- _EXTRAIT SOURCE_:
○ ○ ○

Au siffleux écarlate...

François Cyr (1952-2012)

Chronique de Jean-Pierre Durand

Samedi dernier, nous roulions sur la Quarante et c’est fou comme il y avait des marmottes au bord du chemin. Plusieurs, trop lambines pour pouvoir éviter les conducteurs pressés, avaient été frappées de plein fouet et gisaient par-ci par-là, écrapouties par le destin. Plus nombreuses étaient celles toutefois qui se dressaient sur leurs deux pattes afin de scruter les alentours. Notons que ce rongeur, désigné aussi sous le nom de siffleux au Québec, n’est pas une bête qui a la cote. On lui préférera le raton laveur, voire la moufette (si elle est désodorisée). Fin du préambule.
Ailleurs cette journée-là, dans un hôpital de Longueuil, François Cyr rendait l’âme, à l’âge de 60 ans. Militant éternel pour la gauche, depuis le mouvement étudiant, il a été tout à la fois enseignant, syndicaliste, avocat et membre émérite de Québec Solidaire, qu’il a contribué à fonder. Je n’ai ni bien connu ni encore moins fréquenté l’homme, mais je n’ai pas oublié avoir croisé le fer avec lui au début des années soixante-dix. C’est que Cyr était à l’époque un activiste du Groupe marxiste révolutionnaire, une organisation trotskiste, alors que j’officiais au PCCML, une organisation rivale et stalinienne. Le marteau et la faucille auraient pu facilement nous unir, mais mon pic à glace sur lequel avait coagulé le sang de Léon leur faisait de l’ombre. Si d’aventure nous nous retrouvions aux mêmes manifestations, syndicales, citoyennes ou étudiantes, nos contingents restaient de marbre et à bonne distance – celle d’un 4 par 4 – l’un de l’autre, et nos slogans n’étaient pas non plus les mêmes.
Il était étudiant en science politique, alors que j’étais en études littéraires, mais tous deux nous fréquentions le même établissement, l’UQAM, et suivions nos cours dans le même pavillon, le « Read Building ». Comme de raison, à la porte dudit pavillon, nous étions toujours quelques-uns à vendre nos journaux respectifs à la criée. Moi, c’était le journal marxiste-léniniste, bien sûr, alors que lui, c’était la Taupe rouge. Il arrivait que nous étions les deux seuls camelots à offrir notre « camelote » dans le hall d’entrée, postés tels deux chiens de faïence qui s'épient du coin de l’œil. Quand tous les étudiants étaient passés devant nous et que les cours avaient recommencé, nous nous dépêchions à regagner nos classes au pas de course. Je me souviens qu’une fois, nos regards s’étaient malencontreusement croisés et que l’un de nous deux (je ne me rappelle plus lequel) avait lancé à l’autre la première salve: « Vous êtes des contre-révolutionnaires… » Ce à quoi, l’autre avait répondu au morpion d’en face: « Je vais te casser la gueule… » Ce qui lui avait valu forcément une volée de bois vert: « Et moi, ce sont les deux jambes que je vais te casser! » Des invectives somme toute bien senties, mais qui en restèrent heureusement là. Il faut dire qu’à cet âge (nous étions au début de la vingtaine), on manque parfois de mots, mais rarement de testostérone!

○ ○ ○

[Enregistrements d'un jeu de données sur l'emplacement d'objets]
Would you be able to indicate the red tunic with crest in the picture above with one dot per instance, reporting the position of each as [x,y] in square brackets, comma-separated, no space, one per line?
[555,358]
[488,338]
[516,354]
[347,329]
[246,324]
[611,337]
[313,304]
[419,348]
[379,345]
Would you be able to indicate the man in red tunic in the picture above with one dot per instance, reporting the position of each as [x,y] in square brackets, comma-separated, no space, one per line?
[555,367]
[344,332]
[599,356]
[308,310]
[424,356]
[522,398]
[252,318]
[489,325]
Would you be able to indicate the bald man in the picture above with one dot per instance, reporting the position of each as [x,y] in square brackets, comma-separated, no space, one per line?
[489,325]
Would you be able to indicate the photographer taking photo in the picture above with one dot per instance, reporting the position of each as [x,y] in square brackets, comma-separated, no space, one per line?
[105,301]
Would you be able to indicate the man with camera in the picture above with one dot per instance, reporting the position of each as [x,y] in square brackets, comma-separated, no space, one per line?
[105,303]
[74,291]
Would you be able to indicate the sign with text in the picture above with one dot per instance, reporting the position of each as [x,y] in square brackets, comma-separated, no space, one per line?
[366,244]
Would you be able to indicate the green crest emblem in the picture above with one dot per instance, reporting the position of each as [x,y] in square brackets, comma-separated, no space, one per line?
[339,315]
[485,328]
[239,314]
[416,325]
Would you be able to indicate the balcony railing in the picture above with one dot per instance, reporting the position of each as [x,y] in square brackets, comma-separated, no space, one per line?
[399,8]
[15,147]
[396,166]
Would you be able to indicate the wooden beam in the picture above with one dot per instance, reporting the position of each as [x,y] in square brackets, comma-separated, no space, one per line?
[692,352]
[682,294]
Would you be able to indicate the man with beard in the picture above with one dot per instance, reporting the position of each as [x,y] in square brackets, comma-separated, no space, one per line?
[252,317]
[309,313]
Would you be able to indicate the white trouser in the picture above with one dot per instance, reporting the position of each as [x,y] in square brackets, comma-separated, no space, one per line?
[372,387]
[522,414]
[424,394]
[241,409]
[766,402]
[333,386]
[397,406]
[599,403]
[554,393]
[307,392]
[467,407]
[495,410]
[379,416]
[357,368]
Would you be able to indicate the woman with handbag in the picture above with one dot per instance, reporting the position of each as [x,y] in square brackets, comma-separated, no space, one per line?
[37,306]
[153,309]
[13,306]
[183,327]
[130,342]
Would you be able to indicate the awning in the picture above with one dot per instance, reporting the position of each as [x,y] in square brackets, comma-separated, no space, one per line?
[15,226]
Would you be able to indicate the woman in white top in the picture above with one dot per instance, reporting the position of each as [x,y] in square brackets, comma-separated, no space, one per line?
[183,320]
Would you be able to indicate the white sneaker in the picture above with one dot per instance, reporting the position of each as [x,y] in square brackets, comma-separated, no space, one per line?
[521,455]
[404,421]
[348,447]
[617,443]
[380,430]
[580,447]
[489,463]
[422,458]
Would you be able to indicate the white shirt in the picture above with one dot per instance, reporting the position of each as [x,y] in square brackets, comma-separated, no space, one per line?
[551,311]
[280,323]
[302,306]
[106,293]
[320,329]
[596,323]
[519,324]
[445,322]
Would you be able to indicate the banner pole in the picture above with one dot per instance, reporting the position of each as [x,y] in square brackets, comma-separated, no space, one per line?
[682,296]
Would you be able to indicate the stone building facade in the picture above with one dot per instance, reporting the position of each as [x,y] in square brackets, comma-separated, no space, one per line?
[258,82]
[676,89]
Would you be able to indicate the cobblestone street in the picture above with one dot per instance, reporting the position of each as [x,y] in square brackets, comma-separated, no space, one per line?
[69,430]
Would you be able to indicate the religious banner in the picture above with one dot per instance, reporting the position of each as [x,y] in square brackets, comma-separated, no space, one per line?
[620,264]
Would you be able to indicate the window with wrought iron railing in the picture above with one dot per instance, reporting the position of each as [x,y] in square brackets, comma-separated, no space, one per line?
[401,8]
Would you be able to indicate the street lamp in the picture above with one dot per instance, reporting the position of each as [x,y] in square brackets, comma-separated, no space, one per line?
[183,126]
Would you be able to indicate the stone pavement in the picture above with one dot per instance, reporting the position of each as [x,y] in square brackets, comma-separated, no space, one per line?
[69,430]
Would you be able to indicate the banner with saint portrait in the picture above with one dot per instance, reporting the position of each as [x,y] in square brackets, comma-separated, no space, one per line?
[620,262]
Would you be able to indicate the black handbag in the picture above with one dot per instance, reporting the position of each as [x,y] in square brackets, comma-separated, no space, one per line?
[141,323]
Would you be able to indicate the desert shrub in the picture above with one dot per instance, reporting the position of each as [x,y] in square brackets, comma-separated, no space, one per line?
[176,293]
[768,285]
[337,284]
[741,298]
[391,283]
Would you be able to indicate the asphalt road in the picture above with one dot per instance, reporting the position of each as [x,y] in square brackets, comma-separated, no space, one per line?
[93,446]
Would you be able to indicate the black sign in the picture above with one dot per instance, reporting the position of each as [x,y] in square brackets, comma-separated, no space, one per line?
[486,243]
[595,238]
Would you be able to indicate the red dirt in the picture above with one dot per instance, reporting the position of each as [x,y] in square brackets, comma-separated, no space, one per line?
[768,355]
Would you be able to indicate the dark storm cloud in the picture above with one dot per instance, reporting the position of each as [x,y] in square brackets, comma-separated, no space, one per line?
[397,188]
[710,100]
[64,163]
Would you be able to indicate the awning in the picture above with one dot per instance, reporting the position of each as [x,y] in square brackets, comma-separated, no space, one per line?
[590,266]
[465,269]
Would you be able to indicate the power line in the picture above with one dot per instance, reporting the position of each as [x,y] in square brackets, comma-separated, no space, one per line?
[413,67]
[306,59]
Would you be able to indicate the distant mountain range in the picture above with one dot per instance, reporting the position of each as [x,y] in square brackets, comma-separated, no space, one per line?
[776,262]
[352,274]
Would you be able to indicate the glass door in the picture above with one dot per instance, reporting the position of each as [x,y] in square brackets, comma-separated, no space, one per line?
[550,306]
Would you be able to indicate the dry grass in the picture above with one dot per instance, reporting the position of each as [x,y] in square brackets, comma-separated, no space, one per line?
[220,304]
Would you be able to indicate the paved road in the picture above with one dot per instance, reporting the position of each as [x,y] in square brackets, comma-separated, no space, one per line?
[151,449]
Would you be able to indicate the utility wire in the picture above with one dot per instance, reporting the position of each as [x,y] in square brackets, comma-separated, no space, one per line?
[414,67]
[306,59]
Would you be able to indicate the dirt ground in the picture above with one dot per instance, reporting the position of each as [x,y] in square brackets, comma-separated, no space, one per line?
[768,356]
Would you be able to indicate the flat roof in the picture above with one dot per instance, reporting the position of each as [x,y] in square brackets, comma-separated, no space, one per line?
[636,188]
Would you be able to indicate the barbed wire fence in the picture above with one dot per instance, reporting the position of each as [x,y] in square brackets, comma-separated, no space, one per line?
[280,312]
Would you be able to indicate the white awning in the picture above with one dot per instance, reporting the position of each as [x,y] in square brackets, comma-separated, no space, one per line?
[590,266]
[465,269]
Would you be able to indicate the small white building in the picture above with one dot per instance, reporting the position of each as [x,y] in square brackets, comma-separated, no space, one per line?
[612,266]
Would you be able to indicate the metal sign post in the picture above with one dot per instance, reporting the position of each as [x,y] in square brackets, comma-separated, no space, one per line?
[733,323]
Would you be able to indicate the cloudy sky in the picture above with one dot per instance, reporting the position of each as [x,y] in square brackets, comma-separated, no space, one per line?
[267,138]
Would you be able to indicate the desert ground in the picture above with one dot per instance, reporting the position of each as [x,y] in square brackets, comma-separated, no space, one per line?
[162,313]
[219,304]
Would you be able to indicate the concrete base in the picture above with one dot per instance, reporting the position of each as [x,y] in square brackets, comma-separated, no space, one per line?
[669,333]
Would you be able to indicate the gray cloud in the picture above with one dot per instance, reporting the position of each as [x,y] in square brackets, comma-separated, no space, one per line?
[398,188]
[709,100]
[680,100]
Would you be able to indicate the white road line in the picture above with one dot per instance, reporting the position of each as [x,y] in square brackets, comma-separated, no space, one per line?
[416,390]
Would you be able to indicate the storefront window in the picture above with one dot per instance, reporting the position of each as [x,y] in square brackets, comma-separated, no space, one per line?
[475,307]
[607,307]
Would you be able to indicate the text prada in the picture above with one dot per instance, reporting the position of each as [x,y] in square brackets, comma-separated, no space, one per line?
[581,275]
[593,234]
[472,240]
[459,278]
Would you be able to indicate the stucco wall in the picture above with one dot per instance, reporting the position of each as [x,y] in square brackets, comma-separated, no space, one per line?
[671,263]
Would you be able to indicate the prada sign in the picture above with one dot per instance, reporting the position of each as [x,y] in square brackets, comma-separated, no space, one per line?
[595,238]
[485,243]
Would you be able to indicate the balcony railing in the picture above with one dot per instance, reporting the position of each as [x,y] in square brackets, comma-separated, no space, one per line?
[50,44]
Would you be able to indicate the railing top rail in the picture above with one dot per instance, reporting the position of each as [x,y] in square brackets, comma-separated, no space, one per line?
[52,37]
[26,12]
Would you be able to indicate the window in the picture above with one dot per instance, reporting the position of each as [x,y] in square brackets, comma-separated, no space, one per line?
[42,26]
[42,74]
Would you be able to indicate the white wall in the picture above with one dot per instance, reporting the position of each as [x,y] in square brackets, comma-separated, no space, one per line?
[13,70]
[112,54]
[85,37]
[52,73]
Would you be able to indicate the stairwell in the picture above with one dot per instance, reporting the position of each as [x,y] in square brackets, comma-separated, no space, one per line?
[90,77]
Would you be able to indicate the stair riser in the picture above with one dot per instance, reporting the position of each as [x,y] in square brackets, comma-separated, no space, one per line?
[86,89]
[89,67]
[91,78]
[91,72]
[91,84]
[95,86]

○ ○ ○

- _CONSIGNE À SUIVRE_: Reproduisez fidèlement le passage de la chronique qui commence aux mots « François Cyr (1952-2012) » et se termine après « Fin du préambule. ».

- _RÉPONSE ATTENDUE_:
François Cyr (1952-2012)

Chronique de Jean-Pierre Durand

Samedi dernier, nous roulions sur la Quarante et c’est fou comme il y avait des marmottes au bord du chemin. Plusieurs, trop lambines pour pouvoir éviter les conducteurs pressés, avaient été frappées de plein fouet et gisaient par-ci par-là, écrapouties par le destin. Plus nombreuses étaient celles toutefois qui se dressaient sur leurs deux pattes afin de scruter les alentours. Notons que ce rongeur, désigné aussi sous le nom de siffleux au Québec, n’est pas une bête qui a la cote. On lui préférera le raton laveur, voire la moufette (si elle est désodorisée). Fin du préambule.